DATA SHOWN =

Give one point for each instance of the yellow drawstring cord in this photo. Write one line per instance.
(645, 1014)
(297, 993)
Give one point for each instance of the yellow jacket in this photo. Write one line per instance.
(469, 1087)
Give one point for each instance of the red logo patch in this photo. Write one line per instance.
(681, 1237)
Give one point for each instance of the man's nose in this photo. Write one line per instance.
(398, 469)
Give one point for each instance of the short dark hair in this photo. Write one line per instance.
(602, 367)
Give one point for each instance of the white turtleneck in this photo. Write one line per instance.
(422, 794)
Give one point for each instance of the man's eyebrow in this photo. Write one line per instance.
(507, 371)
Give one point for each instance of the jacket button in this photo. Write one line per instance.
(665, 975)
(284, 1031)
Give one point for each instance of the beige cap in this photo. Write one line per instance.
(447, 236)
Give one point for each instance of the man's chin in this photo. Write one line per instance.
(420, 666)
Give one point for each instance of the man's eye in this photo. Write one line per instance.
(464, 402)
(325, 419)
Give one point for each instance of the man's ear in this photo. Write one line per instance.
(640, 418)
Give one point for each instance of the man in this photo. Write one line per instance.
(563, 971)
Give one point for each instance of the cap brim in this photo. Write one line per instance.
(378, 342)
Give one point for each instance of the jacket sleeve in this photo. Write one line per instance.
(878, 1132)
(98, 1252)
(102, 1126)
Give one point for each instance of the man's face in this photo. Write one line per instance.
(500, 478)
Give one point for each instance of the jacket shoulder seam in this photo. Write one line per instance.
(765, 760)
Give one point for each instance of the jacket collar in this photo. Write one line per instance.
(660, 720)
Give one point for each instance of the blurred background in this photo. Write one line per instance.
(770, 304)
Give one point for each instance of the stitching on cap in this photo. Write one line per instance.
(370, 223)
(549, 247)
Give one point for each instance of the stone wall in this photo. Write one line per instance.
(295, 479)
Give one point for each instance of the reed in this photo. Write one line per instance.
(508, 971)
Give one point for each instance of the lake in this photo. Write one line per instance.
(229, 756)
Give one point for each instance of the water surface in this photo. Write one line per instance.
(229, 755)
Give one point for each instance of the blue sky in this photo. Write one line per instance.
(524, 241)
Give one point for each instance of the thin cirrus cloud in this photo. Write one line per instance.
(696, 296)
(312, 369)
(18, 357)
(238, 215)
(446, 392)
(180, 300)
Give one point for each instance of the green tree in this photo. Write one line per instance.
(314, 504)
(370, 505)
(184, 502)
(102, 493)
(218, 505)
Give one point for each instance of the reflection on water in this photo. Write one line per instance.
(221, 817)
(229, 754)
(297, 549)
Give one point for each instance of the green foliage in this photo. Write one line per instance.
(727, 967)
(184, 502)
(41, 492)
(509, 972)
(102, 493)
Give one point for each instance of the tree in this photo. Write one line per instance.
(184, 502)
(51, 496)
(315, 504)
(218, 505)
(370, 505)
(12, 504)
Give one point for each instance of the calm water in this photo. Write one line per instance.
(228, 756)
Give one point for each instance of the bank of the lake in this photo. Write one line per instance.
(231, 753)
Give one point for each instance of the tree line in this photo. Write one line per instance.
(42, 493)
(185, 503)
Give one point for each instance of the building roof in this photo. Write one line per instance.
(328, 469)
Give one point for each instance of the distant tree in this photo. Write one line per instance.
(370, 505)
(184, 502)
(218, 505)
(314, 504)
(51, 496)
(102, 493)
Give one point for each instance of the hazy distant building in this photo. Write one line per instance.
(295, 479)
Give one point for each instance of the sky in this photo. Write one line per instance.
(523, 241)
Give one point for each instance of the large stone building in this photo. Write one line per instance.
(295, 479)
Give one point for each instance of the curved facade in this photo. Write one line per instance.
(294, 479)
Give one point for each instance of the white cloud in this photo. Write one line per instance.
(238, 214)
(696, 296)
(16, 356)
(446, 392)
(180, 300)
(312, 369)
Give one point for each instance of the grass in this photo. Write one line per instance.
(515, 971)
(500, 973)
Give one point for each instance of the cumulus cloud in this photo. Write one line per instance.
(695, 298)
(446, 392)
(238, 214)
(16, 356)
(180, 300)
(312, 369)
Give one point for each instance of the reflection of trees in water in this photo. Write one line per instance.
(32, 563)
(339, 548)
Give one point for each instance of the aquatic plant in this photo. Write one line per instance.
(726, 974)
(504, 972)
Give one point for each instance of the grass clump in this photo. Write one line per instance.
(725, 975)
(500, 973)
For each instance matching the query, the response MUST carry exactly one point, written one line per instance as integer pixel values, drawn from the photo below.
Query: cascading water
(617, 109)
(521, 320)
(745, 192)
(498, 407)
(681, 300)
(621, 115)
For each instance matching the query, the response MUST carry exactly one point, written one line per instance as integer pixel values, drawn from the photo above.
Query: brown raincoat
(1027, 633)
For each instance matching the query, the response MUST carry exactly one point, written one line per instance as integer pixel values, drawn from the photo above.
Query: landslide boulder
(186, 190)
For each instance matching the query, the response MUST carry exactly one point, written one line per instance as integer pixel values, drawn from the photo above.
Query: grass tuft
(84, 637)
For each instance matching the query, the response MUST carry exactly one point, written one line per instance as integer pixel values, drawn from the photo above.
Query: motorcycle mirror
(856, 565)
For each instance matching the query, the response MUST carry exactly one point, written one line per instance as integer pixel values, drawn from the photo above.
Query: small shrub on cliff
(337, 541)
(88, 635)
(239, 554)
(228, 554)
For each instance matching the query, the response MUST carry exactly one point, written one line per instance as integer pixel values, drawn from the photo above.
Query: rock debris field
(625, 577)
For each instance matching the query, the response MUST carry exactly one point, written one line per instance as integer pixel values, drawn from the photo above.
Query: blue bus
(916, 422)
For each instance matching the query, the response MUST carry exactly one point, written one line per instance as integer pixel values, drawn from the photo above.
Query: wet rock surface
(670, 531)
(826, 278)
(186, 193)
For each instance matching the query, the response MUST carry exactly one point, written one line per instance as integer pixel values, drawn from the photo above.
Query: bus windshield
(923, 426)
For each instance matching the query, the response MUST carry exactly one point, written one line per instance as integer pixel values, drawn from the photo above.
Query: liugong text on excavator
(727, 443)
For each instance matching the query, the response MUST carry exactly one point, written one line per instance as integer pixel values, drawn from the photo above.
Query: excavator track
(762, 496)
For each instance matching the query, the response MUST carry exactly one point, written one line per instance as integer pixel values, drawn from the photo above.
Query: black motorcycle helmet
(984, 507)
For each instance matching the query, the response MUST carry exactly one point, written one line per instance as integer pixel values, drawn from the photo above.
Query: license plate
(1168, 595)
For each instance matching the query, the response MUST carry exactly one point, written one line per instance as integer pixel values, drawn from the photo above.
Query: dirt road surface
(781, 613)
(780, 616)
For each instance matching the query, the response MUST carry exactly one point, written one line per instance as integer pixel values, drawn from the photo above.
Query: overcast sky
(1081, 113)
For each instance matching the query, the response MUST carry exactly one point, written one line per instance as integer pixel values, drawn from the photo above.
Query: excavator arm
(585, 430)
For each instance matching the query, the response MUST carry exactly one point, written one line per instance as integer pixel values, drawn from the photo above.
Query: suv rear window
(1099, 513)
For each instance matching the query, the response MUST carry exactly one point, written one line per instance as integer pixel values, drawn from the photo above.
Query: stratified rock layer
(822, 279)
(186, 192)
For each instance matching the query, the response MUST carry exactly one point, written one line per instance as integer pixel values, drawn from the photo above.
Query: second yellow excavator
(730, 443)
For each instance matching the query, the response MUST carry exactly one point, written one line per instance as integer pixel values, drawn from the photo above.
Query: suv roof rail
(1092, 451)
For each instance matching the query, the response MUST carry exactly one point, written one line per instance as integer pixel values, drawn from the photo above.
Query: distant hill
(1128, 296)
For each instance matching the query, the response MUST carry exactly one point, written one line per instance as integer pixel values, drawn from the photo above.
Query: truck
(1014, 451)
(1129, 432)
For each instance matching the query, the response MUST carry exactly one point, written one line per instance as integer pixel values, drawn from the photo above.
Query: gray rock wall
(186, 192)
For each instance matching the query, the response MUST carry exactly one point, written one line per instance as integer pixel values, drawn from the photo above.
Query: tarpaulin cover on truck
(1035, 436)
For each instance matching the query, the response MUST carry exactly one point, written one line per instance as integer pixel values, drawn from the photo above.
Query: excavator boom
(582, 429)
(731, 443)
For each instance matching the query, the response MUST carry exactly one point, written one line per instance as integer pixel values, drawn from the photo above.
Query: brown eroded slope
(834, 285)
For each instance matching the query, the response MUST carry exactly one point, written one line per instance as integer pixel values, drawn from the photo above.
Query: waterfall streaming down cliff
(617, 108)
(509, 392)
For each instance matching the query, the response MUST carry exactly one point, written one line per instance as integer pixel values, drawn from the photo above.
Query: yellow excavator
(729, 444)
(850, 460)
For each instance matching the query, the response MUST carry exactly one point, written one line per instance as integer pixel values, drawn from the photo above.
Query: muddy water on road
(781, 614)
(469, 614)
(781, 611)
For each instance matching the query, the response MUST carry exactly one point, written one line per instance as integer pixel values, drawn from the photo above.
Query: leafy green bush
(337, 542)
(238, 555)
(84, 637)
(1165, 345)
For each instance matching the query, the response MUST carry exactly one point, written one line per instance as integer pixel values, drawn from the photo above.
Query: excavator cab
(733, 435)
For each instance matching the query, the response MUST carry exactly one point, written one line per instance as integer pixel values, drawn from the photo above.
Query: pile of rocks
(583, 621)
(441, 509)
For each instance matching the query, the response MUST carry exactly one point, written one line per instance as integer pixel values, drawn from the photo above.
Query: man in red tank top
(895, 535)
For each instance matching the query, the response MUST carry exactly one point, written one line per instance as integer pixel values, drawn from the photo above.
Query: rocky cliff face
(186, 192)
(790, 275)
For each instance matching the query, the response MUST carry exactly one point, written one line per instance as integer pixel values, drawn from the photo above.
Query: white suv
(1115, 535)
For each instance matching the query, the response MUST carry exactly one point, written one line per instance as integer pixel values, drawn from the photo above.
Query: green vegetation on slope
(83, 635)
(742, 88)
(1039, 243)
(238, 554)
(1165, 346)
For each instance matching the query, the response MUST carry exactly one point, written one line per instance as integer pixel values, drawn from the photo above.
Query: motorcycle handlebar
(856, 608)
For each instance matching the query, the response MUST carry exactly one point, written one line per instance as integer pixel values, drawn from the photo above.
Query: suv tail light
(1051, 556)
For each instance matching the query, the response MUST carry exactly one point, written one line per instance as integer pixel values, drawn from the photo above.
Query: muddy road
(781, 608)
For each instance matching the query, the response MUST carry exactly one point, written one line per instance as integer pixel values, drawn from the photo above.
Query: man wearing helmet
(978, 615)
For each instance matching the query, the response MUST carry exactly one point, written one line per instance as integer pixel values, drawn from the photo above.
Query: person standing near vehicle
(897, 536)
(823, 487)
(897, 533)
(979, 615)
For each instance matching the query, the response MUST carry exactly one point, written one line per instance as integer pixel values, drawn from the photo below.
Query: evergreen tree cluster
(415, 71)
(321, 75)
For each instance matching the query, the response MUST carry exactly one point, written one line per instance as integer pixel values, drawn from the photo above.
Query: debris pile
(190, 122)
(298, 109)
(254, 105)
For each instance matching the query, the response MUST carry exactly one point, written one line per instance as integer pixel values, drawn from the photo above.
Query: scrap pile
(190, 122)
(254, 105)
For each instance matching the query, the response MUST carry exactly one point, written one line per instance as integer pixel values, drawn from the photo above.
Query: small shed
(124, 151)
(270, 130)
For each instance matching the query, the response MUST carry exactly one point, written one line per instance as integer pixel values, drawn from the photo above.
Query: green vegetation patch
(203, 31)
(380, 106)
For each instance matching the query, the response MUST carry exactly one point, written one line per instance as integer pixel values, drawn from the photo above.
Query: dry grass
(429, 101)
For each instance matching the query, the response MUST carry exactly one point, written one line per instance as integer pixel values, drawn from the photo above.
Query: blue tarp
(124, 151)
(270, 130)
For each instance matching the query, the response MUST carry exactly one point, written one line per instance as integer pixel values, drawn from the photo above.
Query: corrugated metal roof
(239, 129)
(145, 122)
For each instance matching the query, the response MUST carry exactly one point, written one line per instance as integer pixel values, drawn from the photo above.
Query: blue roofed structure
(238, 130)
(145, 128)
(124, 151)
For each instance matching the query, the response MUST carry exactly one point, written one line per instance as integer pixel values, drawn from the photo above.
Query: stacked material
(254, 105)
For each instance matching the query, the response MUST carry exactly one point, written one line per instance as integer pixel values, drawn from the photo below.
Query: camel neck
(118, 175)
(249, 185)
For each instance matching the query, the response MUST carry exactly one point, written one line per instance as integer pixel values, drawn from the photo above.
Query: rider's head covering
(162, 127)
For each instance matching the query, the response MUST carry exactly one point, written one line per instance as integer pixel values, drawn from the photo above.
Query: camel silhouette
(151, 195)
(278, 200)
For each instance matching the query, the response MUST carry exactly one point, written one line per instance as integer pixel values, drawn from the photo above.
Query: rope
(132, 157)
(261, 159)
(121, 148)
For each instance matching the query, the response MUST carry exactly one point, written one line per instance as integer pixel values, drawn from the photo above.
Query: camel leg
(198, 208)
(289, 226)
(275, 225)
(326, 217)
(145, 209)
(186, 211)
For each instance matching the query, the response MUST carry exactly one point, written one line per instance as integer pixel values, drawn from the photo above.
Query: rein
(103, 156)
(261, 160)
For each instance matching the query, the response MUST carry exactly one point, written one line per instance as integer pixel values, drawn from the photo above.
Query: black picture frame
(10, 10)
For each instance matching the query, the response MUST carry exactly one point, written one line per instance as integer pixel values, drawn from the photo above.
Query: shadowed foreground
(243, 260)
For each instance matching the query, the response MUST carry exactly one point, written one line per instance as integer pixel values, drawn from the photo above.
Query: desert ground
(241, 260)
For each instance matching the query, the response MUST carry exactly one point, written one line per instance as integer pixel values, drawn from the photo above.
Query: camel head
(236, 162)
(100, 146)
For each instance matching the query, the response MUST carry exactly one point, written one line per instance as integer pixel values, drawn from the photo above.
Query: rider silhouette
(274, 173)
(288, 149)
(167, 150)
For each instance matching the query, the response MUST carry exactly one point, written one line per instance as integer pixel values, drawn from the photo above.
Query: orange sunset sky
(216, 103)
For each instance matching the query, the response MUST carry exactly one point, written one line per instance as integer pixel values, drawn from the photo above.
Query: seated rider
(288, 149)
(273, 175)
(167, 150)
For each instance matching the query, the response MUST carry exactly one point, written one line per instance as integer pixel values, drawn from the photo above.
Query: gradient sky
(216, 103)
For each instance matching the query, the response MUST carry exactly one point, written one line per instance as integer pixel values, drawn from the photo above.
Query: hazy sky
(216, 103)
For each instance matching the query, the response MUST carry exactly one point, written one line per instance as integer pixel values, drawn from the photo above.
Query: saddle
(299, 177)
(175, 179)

WHAT IS REQUIRED = Identify every line in the material above that contains the word "small", and copy each of those lines in full.

PROBLEM SOLUTION =
Query: small shrub on cliff
Query: small shed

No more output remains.